[Start of section]

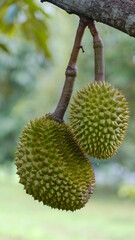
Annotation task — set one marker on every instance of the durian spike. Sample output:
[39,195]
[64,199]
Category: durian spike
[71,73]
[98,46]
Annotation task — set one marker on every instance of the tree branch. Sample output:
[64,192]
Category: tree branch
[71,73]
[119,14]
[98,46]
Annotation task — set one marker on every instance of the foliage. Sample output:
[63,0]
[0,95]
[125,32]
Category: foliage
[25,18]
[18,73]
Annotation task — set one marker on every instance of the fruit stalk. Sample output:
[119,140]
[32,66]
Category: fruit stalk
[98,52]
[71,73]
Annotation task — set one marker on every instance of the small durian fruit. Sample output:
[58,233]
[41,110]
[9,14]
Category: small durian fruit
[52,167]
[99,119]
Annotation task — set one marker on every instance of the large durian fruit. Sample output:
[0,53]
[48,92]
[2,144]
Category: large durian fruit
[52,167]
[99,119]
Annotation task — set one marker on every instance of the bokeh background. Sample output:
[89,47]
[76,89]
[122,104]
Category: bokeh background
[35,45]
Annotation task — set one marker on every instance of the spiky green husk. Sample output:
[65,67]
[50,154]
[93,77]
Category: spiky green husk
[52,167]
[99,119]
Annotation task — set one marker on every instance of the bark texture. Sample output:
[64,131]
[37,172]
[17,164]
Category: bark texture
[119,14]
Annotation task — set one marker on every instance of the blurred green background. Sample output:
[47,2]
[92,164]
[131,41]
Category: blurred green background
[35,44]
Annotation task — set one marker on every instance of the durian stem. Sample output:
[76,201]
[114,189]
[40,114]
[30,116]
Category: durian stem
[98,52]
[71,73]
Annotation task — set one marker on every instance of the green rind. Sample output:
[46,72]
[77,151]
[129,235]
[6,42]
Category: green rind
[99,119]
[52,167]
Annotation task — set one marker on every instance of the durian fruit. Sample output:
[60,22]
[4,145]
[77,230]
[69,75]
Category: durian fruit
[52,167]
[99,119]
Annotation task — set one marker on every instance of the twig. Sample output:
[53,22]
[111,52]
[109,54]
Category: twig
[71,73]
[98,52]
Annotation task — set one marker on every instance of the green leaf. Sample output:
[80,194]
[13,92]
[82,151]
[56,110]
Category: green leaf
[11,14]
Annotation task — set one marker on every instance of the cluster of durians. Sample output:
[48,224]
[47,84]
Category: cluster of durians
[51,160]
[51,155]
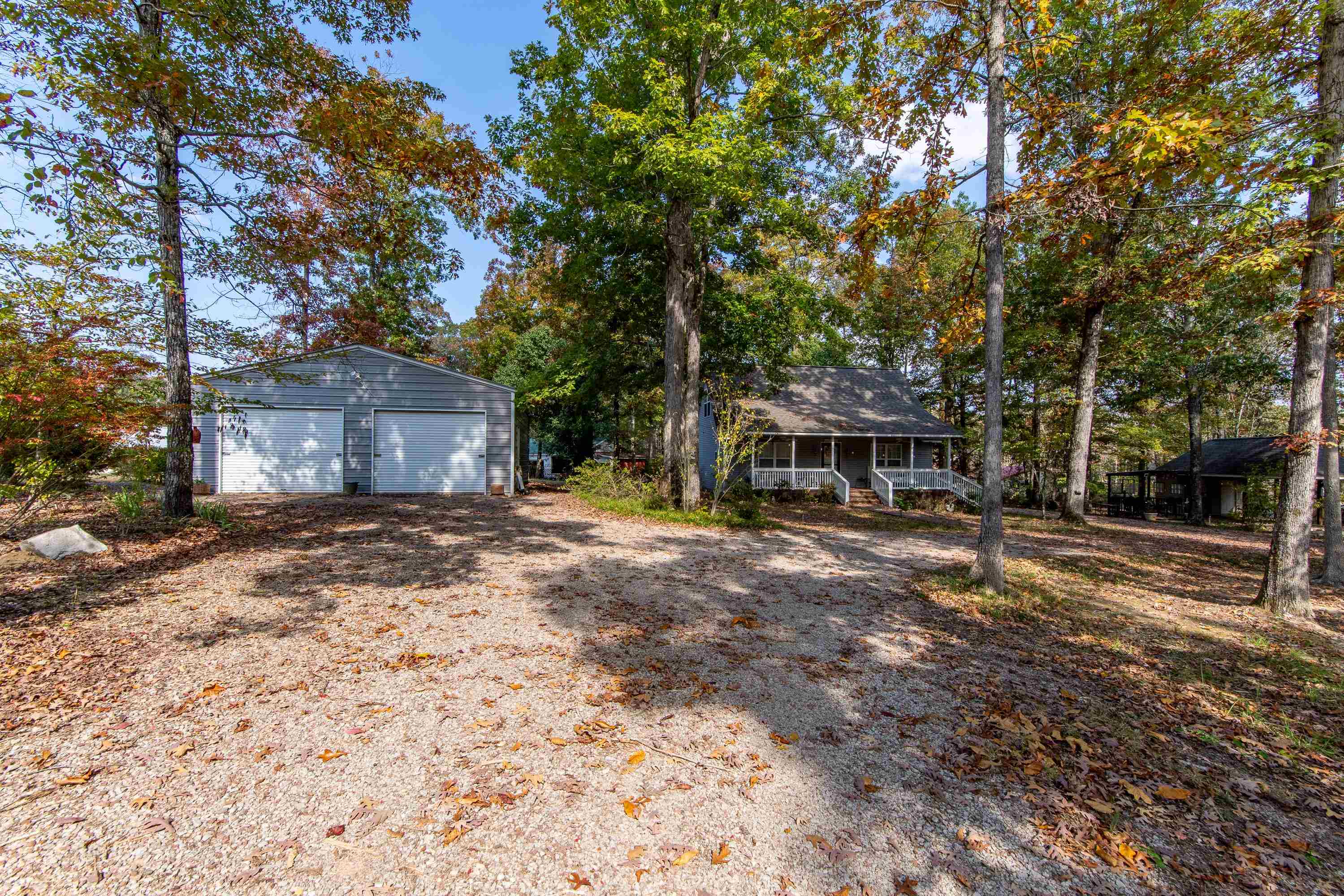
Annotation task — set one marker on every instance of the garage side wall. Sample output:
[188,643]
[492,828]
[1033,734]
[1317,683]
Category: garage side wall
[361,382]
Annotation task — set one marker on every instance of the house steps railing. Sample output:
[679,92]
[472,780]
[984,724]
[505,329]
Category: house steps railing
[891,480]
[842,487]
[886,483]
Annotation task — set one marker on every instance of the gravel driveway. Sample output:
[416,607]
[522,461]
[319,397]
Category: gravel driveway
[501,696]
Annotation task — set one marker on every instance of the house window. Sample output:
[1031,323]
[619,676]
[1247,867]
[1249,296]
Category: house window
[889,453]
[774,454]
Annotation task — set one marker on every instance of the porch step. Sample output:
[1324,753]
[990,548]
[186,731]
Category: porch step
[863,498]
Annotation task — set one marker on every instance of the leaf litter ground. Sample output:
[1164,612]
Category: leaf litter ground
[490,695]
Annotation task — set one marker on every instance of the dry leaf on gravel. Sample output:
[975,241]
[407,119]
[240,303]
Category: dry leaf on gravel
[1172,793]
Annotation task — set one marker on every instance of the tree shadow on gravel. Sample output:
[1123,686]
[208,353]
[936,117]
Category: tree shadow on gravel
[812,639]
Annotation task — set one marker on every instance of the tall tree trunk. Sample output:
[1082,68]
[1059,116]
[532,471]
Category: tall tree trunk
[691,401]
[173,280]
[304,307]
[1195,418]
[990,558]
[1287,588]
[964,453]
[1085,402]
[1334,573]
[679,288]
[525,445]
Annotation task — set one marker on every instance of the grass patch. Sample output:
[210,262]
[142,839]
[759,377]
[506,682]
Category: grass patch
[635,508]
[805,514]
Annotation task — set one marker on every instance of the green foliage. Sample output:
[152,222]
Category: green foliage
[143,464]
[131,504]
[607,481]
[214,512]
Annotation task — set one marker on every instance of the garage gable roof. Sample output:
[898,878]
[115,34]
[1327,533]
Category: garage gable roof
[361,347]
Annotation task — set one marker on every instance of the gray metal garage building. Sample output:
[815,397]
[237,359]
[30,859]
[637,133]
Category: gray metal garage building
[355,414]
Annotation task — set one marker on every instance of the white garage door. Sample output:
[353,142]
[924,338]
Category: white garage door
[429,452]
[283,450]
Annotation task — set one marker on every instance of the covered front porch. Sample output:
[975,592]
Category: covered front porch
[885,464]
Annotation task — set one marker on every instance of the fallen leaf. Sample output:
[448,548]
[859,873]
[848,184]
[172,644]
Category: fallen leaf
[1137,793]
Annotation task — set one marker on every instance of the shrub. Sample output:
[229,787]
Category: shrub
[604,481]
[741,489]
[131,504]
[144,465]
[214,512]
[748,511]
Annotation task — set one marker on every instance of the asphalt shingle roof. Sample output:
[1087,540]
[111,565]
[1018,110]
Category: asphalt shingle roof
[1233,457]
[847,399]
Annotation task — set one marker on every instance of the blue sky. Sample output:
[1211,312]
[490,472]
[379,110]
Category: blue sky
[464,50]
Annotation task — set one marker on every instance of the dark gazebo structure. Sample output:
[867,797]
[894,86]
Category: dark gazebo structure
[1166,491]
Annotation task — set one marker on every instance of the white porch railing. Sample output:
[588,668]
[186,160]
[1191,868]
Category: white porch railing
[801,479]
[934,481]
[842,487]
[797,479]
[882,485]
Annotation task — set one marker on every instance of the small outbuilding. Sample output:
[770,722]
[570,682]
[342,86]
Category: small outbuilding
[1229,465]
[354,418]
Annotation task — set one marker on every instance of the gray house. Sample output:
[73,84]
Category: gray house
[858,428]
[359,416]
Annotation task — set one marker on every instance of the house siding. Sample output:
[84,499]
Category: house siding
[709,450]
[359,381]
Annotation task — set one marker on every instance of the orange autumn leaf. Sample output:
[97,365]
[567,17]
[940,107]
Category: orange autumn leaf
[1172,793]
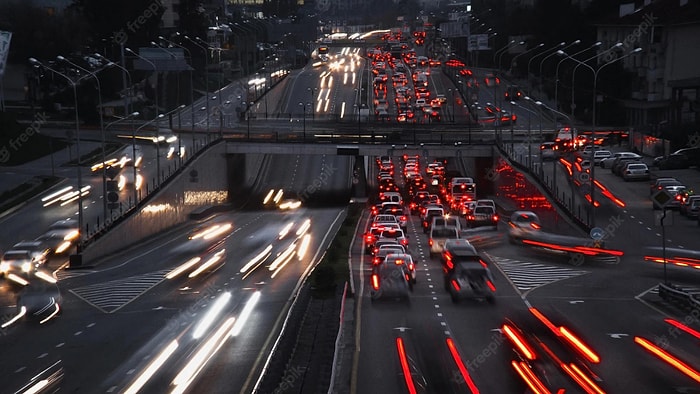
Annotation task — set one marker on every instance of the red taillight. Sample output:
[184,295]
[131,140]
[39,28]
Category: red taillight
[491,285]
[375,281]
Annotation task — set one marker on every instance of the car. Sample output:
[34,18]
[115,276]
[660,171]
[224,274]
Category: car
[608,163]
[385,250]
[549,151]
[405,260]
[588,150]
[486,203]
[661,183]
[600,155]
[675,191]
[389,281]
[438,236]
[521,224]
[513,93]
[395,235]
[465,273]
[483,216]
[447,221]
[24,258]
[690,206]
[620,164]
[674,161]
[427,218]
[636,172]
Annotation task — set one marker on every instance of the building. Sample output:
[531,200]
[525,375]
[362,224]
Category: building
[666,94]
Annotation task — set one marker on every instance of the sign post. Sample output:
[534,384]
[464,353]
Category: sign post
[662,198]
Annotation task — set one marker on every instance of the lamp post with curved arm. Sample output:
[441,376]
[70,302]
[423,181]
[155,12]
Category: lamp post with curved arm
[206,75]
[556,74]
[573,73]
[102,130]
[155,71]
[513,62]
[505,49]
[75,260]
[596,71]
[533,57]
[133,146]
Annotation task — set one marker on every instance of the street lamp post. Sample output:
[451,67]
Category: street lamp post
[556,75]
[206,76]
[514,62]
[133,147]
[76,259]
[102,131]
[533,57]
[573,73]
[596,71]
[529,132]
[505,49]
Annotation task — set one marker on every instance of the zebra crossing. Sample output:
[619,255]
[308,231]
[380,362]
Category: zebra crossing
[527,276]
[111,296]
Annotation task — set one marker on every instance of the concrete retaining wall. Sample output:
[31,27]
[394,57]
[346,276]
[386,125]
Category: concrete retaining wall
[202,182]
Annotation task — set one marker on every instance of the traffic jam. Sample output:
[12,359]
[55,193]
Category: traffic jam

[End of section]

### TASK DETAILS
Please find, in the entries above, every line where "traffic" occurs, and copy it.

### RESPONSE BOX
Annotation task — set one marker on every instance of the traffic jam. Sample output:
Category: traffic jam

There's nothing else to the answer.